**Kutipan Halaman:**
- - - - -
Menurutnya, pertimbangan sanksi yang dijatuhkan kepada KPU Nias Selatan telah jelas tercantum dalam surat yang dikirimkan Bawaslu Nias Selatan kepada KPU Nias Selatan dan bukan untuk mendukung Idealismen-Sozanolo.
“Keputusan Bawaslu Nias Selatan memberikan sanksi peringatan tertulis kepada KPU Nias Selatan diambil dalam rapat pleno 3 orang ketua dan anggota Bawaslu Nias Selatan,” kata Pilipus.
Ia juga menegaskan bahwa sanksi tersebut merupakan kewenangan dari Bawaslu Nias Selatan karena memang KPU Nias Selatan tidak melaksanakan rekomendasi Bawaslu Nias Selatan.
- - - - -
Tolong kutip tanpa perubahan teks tentang sanksi Bawaslu kepada KPU Nias Selatan di antara "Menurutnya, pertimbangan sanksi" dan "untuk mendukung Idealismen-Sozanolo.", termasuk kedua batas itu.
- - - - -
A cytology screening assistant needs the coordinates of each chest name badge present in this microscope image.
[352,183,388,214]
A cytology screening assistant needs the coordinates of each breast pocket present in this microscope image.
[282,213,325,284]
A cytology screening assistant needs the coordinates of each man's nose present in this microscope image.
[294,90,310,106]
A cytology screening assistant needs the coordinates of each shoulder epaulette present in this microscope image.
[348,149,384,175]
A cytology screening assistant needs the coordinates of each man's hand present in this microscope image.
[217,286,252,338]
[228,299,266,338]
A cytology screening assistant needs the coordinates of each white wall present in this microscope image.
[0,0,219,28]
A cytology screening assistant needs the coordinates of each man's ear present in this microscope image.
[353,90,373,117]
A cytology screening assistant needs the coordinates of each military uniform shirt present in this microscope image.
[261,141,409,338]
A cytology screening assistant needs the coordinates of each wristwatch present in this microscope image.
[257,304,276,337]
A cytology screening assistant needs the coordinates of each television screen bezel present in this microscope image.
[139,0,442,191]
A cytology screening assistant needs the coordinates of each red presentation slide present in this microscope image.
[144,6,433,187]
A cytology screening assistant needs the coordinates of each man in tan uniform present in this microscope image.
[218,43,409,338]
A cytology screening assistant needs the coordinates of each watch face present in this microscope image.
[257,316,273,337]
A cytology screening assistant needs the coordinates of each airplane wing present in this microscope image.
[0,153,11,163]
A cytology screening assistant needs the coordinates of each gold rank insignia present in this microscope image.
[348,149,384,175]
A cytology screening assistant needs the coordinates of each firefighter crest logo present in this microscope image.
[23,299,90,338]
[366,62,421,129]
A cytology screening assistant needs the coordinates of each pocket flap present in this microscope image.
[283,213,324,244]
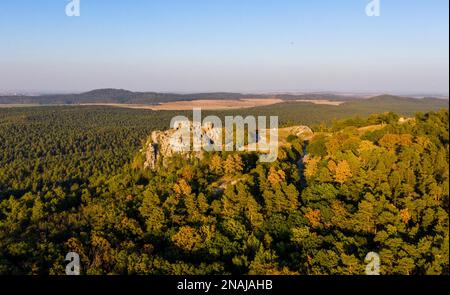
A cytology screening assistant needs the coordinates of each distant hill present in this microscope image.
[0,88,448,111]
[0,89,358,104]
- - - - -
**Jawaban Latihan:**
Menurutnya, pertimbangan sanksi yang dijatuhkan kepada KPU Nias Selatan telah jelas tercantum dalam surat yang dikirimkan Bawaslu Nias Selatan kepada KPU Nias Selatan dan bukan untuk mendukung Idealismen-Sozanolo.